▶ _ACTION ITEM_
Both the line below containing "man's fingers, then" and the line containing "target | vest button", along with every line between them, should be repeated exactly; no other line belongs in the answer.

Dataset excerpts
+++
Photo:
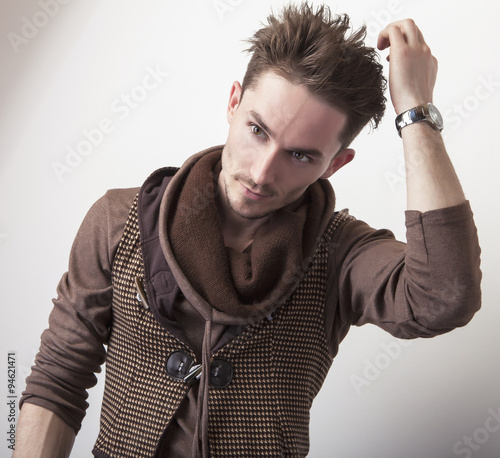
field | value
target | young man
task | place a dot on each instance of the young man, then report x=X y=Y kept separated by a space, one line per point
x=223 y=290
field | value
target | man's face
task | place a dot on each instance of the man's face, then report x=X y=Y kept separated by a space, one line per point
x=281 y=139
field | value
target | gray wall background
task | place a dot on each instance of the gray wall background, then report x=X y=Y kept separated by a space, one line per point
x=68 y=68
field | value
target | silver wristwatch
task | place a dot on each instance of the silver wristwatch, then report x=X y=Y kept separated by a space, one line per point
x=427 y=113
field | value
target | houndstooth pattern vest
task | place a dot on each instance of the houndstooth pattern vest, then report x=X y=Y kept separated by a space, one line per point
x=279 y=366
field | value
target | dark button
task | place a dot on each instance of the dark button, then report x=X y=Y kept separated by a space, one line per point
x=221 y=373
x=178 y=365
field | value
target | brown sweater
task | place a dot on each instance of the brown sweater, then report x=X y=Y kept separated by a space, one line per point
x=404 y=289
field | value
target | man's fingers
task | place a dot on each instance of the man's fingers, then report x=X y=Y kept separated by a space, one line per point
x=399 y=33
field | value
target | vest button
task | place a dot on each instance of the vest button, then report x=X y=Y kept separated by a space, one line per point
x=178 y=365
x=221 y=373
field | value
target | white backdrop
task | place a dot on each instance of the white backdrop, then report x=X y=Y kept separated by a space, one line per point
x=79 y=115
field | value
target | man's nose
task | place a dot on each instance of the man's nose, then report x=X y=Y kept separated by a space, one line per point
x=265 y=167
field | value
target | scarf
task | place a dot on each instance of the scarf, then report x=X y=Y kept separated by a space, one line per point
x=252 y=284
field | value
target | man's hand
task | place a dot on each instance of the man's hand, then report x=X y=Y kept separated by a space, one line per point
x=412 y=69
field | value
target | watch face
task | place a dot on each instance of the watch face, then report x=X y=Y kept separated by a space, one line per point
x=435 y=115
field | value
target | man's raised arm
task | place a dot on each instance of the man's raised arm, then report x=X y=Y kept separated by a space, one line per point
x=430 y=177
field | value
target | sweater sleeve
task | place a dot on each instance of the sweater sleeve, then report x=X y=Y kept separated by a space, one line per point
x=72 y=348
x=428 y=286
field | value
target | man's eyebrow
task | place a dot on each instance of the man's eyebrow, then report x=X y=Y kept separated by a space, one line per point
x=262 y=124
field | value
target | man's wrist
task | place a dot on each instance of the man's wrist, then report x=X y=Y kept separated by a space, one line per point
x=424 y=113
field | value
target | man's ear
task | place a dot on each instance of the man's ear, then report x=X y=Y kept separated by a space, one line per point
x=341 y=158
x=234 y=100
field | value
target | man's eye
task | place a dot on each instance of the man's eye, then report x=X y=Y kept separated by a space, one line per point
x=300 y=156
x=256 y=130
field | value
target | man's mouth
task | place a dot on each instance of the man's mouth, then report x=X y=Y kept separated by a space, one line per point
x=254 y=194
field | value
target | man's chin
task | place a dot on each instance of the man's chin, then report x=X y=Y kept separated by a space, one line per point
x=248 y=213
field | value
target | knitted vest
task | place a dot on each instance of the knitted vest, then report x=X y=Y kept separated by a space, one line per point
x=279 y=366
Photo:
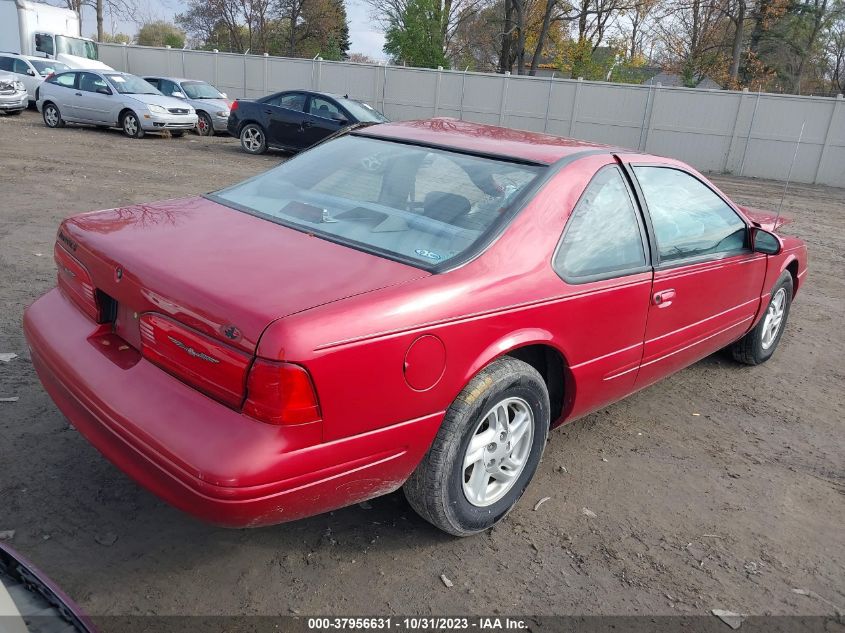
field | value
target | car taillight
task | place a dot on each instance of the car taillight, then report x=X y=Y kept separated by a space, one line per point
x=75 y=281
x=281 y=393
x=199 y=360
+++
▶ _EXERCISE ANSWER_
task | place a dot on each instance of the man's fingers, then report x=X y=Y kept separated by a space, one line per point
x=399 y=33
field | value
target | vest button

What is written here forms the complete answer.